Exercise tasks
1. In the sequencing blog excerpt, how much less does MiSeq amplicon data cost than 454 data?
2. Write the next part of the sequencing blog excerpt, starting after its final sentence.

Selected passage
----
She also demonstrated that the resulting sequence data could be processed with QIIME [] to get reasonable taxonomy information, build phylogenetic trees, and apply all the cute tools to calculate diversity and compare groups of samples by PCA and UNIFRAC [].

The economics of MiSeq are persuasive. It is giving amplicon data at about 40X less cost than 454. As our HMP protocols shift over to MiSeq, this will be the last year that we keep the 454 machine in the Genomics Core Lab. 

Mar 14, 2012

Collaborative work on Exome SNPs

I have noticed that a fair number of people who actually work with Next-Gen Sequence data read this blog, so perhaps we can use it for a collaborative project.
----
Data provided
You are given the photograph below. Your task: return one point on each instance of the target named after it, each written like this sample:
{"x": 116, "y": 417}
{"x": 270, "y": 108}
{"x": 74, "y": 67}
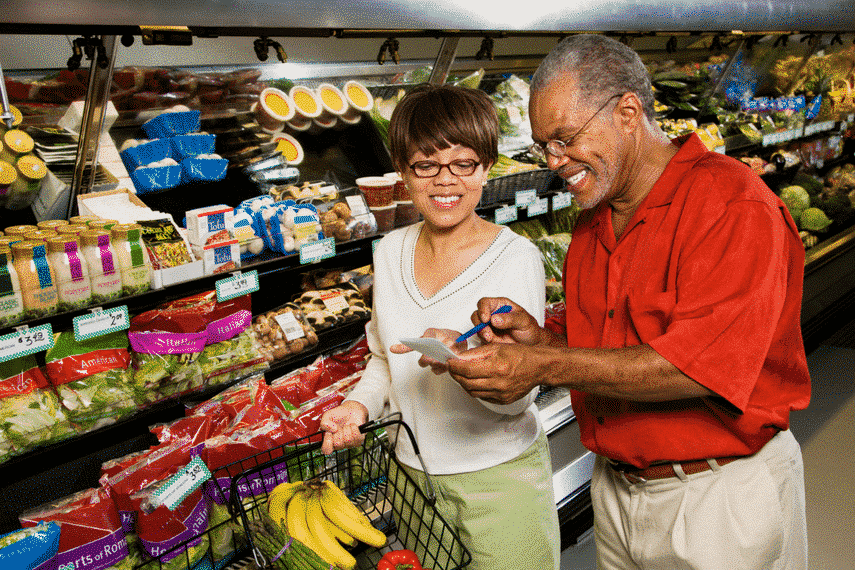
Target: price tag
{"x": 101, "y": 322}
{"x": 525, "y": 197}
{"x": 538, "y": 207}
{"x": 187, "y": 480}
{"x": 26, "y": 341}
{"x": 289, "y": 325}
{"x": 357, "y": 205}
{"x": 237, "y": 285}
{"x": 317, "y": 250}
{"x": 506, "y": 215}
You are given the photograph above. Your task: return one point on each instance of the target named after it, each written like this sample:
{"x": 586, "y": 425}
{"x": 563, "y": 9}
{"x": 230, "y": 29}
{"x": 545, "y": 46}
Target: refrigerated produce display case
{"x": 213, "y": 134}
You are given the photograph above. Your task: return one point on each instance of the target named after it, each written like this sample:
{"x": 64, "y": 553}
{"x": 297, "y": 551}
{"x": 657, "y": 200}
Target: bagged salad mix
{"x": 30, "y": 548}
{"x": 91, "y": 534}
{"x": 30, "y": 412}
{"x": 92, "y": 378}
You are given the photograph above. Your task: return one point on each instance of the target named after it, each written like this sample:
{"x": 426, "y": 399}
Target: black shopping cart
{"x": 373, "y": 480}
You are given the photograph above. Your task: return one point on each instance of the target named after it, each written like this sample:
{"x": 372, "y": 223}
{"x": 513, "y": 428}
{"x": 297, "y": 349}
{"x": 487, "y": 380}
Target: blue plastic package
{"x": 30, "y": 548}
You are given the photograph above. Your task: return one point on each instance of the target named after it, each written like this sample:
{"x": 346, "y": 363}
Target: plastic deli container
{"x": 291, "y": 149}
{"x": 359, "y": 99}
{"x": 307, "y": 106}
{"x": 378, "y": 190}
{"x": 273, "y": 109}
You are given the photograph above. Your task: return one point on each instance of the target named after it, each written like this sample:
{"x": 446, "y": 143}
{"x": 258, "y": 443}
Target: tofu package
{"x": 209, "y": 224}
{"x": 218, "y": 257}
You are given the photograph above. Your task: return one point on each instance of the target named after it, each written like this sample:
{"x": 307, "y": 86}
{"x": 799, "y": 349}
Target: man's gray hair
{"x": 601, "y": 66}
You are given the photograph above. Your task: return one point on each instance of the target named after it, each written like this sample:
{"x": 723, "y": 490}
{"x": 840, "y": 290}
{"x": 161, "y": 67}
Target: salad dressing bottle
{"x": 11, "y": 301}
{"x": 74, "y": 288}
{"x": 104, "y": 270}
{"x": 38, "y": 286}
{"x": 133, "y": 258}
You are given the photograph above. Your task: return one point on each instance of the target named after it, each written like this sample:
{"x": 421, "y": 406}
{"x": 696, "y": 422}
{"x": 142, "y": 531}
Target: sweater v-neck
{"x": 469, "y": 274}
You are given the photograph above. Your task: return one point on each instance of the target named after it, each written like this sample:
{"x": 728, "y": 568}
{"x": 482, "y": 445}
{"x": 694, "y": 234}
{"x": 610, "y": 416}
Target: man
{"x": 681, "y": 341}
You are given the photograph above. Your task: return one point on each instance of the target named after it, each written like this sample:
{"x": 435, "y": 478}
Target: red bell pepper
{"x": 400, "y": 560}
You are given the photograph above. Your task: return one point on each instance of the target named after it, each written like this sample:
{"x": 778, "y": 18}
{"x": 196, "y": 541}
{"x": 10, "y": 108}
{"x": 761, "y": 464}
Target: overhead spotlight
{"x": 486, "y": 49}
{"x": 263, "y": 44}
{"x": 389, "y": 46}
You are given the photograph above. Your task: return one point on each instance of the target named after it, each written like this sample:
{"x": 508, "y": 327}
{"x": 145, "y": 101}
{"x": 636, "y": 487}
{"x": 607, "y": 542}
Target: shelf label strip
{"x": 26, "y": 341}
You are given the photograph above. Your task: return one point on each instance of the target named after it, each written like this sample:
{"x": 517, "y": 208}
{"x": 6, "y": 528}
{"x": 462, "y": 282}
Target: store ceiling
{"x": 546, "y": 16}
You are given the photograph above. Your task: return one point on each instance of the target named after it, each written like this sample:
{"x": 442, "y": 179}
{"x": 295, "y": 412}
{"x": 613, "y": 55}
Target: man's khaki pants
{"x": 748, "y": 514}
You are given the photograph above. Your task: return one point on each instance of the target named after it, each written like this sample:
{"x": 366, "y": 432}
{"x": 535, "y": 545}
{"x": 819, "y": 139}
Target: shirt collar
{"x": 691, "y": 149}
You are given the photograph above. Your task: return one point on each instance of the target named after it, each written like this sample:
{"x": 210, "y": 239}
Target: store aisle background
{"x": 826, "y": 432}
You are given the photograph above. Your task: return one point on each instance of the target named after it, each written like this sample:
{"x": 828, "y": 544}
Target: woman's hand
{"x": 341, "y": 426}
{"x": 446, "y": 336}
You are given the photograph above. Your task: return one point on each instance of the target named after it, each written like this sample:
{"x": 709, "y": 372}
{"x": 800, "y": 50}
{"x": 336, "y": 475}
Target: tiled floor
{"x": 826, "y": 432}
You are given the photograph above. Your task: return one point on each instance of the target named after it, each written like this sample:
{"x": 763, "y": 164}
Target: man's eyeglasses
{"x": 557, "y": 148}
{"x": 429, "y": 169}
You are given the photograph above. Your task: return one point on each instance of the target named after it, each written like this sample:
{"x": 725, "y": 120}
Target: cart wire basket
{"x": 371, "y": 477}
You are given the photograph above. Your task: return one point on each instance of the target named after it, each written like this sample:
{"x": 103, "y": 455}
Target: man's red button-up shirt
{"x": 709, "y": 273}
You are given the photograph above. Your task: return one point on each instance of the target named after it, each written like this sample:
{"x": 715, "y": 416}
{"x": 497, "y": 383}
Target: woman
{"x": 489, "y": 464}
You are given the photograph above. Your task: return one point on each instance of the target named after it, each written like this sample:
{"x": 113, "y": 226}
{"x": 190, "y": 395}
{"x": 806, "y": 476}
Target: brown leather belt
{"x": 665, "y": 470}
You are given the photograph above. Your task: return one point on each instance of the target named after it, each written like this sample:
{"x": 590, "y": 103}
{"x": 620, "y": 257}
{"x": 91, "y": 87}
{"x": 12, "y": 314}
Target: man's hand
{"x": 516, "y": 326}
{"x": 499, "y": 373}
{"x": 446, "y": 336}
{"x": 341, "y": 426}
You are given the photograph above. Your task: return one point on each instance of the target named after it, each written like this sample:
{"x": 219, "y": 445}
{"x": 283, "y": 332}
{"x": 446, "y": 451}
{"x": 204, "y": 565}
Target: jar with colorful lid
{"x": 11, "y": 301}
{"x": 82, "y": 219}
{"x": 38, "y": 285}
{"x": 71, "y": 229}
{"x": 19, "y": 230}
{"x": 133, "y": 258}
{"x": 102, "y": 224}
{"x": 8, "y": 175}
{"x": 15, "y": 144}
{"x": 39, "y": 235}
{"x": 74, "y": 288}
{"x": 31, "y": 172}
{"x": 103, "y": 264}
{"x": 51, "y": 224}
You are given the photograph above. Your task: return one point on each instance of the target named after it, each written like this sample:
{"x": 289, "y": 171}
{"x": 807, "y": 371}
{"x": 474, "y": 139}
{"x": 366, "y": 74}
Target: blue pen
{"x": 477, "y": 328}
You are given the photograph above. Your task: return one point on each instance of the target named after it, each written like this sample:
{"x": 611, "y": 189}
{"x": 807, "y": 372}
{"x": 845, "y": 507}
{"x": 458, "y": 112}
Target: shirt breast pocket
{"x": 650, "y": 313}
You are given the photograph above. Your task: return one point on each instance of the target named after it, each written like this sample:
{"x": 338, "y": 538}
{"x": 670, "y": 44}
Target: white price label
{"x": 237, "y": 285}
{"x": 357, "y": 205}
{"x": 187, "y": 480}
{"x": 289, "y": 325}
{"x": 101, "y": 322}
{"x": 525, "y": 197}
{"x": 335, "y": 303}
{"x": 317, "y": 250}
{"x": 26, "y": 341}
{"x": 506, "y": 215}
{"x": 538, "y": 207}
{"x": 562, "y": 200}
----
Answers for each item
1. About 40X less.

2.
I want to write a paper about uneven coverage in exome sequencing leading to incorrect SNP calls. Our data is from tumor-normal pairs, and we see a lot of false negatives - failure to detect a SNP in a sample due to low coverage at that spot. Exome capture methods seem to have more than their fair share of low coverage spots (even with an average coverage over 100x), and these low coverage spots do differ somewhat from sample to sample. I'd like some other people to share data with us and/or do some similar analysis on other data sets so that we can make a stronger paper.

Feb 20, 2012

$18,000 Cancer Genome

Illumina has announced an updated and improved cancer genome sequencing service for $18,000. This will provide genome sequencing of the tumor at 80x and of normal tissue from the same patient at 40x. This is similar to the coverage offered by Complete Genomics for a similar service (at $12K). Illumina also offers a novel sample prep method (by partnership with the Broad Inst.) for very small samples and FFPE.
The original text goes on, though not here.